**Exercise directions:** From first line to last, output the records below exactly.

**Raw data:**
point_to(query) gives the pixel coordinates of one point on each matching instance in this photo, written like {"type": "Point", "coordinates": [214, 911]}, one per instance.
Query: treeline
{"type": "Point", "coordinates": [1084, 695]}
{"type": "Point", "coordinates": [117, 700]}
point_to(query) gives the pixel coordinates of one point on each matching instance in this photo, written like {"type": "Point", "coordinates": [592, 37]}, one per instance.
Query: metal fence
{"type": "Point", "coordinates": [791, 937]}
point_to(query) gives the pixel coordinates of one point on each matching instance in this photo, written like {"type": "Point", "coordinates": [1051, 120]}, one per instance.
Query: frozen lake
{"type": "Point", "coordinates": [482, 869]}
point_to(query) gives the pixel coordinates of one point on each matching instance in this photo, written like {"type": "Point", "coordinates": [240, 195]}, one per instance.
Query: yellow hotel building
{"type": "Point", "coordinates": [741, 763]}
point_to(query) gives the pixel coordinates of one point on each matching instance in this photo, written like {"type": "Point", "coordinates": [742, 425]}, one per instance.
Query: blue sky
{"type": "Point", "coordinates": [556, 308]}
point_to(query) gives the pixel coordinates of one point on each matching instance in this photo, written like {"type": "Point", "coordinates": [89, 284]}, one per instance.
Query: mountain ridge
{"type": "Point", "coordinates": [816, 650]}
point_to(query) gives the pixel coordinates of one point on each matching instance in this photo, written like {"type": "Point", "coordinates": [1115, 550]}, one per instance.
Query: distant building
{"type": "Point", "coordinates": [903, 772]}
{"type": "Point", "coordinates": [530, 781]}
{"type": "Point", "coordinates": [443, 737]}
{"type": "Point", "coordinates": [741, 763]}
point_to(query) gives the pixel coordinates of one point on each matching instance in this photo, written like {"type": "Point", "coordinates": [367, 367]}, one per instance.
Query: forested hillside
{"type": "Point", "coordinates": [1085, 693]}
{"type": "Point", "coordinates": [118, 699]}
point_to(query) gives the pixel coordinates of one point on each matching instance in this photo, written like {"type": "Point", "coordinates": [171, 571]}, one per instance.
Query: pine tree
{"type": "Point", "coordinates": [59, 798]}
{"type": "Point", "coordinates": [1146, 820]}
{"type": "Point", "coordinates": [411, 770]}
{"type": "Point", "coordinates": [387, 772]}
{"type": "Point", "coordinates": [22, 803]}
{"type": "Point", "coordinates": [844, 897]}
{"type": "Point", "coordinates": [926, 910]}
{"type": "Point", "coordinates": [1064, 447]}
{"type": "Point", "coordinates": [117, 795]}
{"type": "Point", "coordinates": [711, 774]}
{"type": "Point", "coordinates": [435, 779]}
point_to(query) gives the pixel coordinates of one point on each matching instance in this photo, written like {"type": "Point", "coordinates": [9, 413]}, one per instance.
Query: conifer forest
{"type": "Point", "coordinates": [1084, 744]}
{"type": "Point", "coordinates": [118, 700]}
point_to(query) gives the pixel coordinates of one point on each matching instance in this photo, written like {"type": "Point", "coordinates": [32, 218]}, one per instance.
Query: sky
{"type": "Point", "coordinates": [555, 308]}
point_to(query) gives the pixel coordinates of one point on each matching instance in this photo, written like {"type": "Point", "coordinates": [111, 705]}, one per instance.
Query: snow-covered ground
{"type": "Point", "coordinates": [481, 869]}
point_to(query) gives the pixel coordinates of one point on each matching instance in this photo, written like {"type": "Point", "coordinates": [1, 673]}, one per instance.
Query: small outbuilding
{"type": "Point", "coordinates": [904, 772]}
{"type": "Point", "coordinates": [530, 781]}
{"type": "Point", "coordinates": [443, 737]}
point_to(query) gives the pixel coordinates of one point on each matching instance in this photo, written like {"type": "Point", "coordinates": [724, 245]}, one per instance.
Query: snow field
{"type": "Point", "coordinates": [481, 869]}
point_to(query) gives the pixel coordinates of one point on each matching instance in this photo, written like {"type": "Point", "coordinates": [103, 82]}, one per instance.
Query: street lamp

**The completed task:**
point_to(query) gives the pixel coordinates of one point on each matching instance in this photo, written like {"type": "Point", "coordinates": [214, 911]}, one per instance.
Query: treeline
{"type": "Point", "coordinates": [1084, 695]}
{"type": "Point", "coordinates": [117, 700]}
point_to(query) gives the pixel coordinates of one point on each matching instance in this photo, written like {"type": "Point", "coordinates": [592, 37]}, one per instance.
Query: metal fence
{"type": "Point", "coordinates": [791, 937]}
point_to(query) gives the pixel coordinates of one point on each matching instance in this photo, written like {"type": "Point", "coordinates": [1051, 120]}, one per instance.
Query: frozen lake
{"type": "Point", "coordinates": [482, 869]}
point_to(query) gives the pixel coordinates of one point on each matching instance in this photo, written like {"type": "Point", "coordinates": [240, 195]}, one per instance.
Query: yellow hotel building
{"type": "Point", "coordinates": [741, 763]}
point_to(query) gives the pixel coordinates of one point on each matching instance in this photo, written like {"type": "Point", "coordinates": [742, 425]}, one per instance.
Query: blue sky
{"type": "Point", "coordinates": [556, 308]}
point_to(query) gives the pixel coordinates of one point on each matching instance in this photo, written like {"type": "Point", "coordinates": [89, 284]}, one per instance.
Query: mountain ridge
{"type": "Point", "coordinates": [816, 650]}
point_to(query) gives the pixel coordinates of one point on each matching instance in this photo, written like {"type": "Point", "coordinates": [1115, 550]}, one per instance.
Query: distant building
{"type": "Point", "coordinates": [903, 772]}
{"type": "Point", "coordinates": [530, 781]}
{"type": "Point", "coordinates": [443, 737]}
{"type": "Point", "coordinates": [741, 763]}
point_to(query) gives the pixel coordinates of one point on each matching instance in this photo, written like {"type": "Point", "coordinates": [367, 367]}, one per instance.
Query: forested hillside
{"type": "Point", "coordinates": [1085, 693]}
{"type": "Point", "coordinates": [118, 699]}
point_to(query) gives the pixel coordinates of one point on each matching instance in this photo, written like {"type": "Point", "coordinates": [171, 571]}, one per instance.
Query: pine tree
{"type": "Point", "coordinates": [59, 798]}
{"type": "Point", "coordinates": [1146, 820]}
{"type": "Point", "coordinates": [411, 770]}
{"type": "Point", "coordinates": [387, 772]}
{"type": "Point", "coordinates": [22, 803]}
{"type": "Point", "coordinates": [844, 897]}
{"type": "Point", "coordinates": [926, 910]}
{"type": "Point", "coordinates": [1064, 447]}
{"type": "Point", "coordinates": [117, 795]}
{"type": "Point", "coordinates": [711, 774]}
{"type": "Point", "coordinates": [435, 779]}
point_to(query) gives the pixel coordinates of one point on each matching instance in this photo, written like {"type": "Point", "coordinates": [9, 413]}, one per instance.
Query: conifer forest
{"type": "Point", "coordinates": [1084, 744]}
{"type": "Point", "coordinates": [118, 700]}
point_to(query) gives the pixel coordinates of one point on each matching instance in this photo, written like {"type": "Point", "coordinates": [32, 218]}, one per instance.
Query: sky
{"type": "Point", "coordinates": [555, 308]}
point_to(query) gives the pixel coordinates of one point on each matching instance in this photo, written like {"type": "Point", "coordinates": [111, 705]}, one per instance.
Query: snow-covered ground
{"type": "Point", "coordinates": [481, 869]}
point_to(query) gives the pixel coordinates of one point on each matching instance in this photo, written like {"type": "Point", "coordinates": [1, 673]}, one per instance.
Query: small outbuilding
{"type": "Point", "coordinates": [904, 772]}
{"type": "Point", "coordinates": [530, 781]}
{"type": "Point", "coordinates": [443, 737]}
point_to(query) gives the pixel coordinates of one point on each matching instance in this photo, written like {"type": "Point", "coordinates": [724, 245]}, one per instance.
Query: snow field
{"type": "Point", "coordinates": [481, 869]}
point_to(query) gives the pixel coordinates of one point on each matching instance in this photo, written like {"type": "Point", "coordinates": [103, 82]}, one per instance.
Query: street lamp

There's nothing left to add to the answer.